━━━━━ Dataset content

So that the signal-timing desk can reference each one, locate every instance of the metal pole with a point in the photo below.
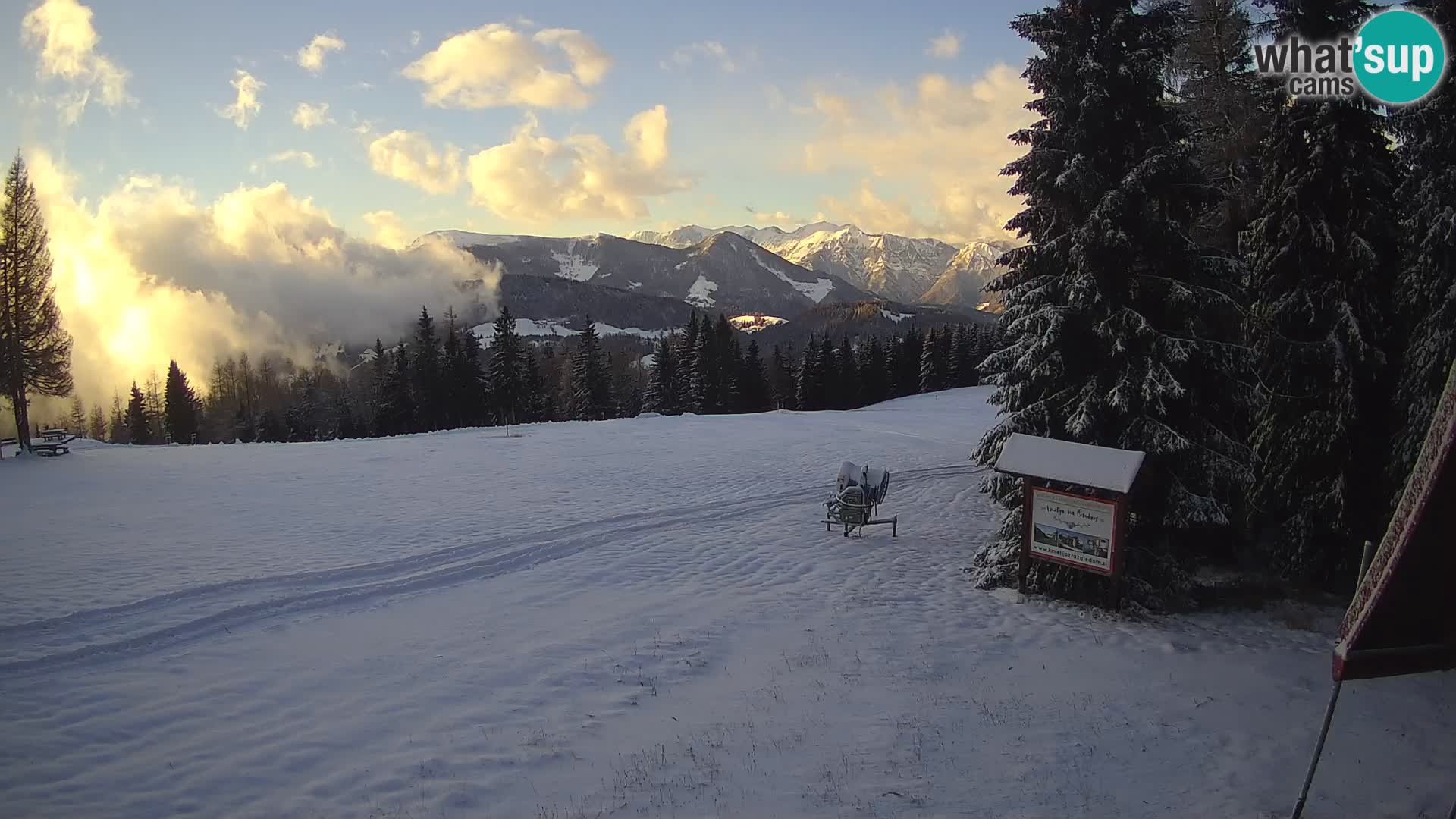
(1320, 748)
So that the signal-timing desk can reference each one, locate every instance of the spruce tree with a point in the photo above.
(118, 430)
(810, 387)
(753, 382)
(661, 387)
(36, 352)
(507, 384)
(425, 371)
(1426, 290)
(707, 379)
(1114, 318)
(1321, 249)
(139, 422)
(590, 385)
(181, 406)
(1229, 108)
(874, 375)
(96, 425)
(77, 417)
(686, 365)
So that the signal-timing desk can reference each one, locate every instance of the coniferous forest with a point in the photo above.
(1260, 293)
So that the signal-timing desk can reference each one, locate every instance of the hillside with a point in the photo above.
(637, 618)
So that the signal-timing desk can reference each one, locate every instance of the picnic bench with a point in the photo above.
(53, 444)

━━━━━━━━━━

### What you should do
In the records above, swap "locate" for "mark" wherever it occurs and keep every other line as it stands. Omit the pictures from your answer.

### Exercise solution
So that the signal-timing desk can reference each one, mark every instance of the metal pole with a point in the photo below.
(1320, 748)
So that the signal-timing desk can reference each one, mark every instance of the spruce tree with a point in the photo above.
(118, 430)
(810, 387)
(753, 382)
(661, 387)
(36, 352)
(507, 384)
(425, 371)
(1426, 290)
(707, 379)
(1114, 318)
(1321, 249)
(139, 422)
(590, 385)
(181, 406)
(1229, 108)
(874, 375)
(96, 425)
(77, 417)
(686, 365)
So that the signal-timing desk can reference each one, mark every instance of the coniferous forest with a point in the photo above.
(1260, 293)
So that the signal-timing desk can reference each one, mark every instance of the hillside with a point in the photo above.
(637, 618)
So that the signal-timing desk can reference each one, mark every instance of the picnic bench with a point in the photo above.
(53, 444)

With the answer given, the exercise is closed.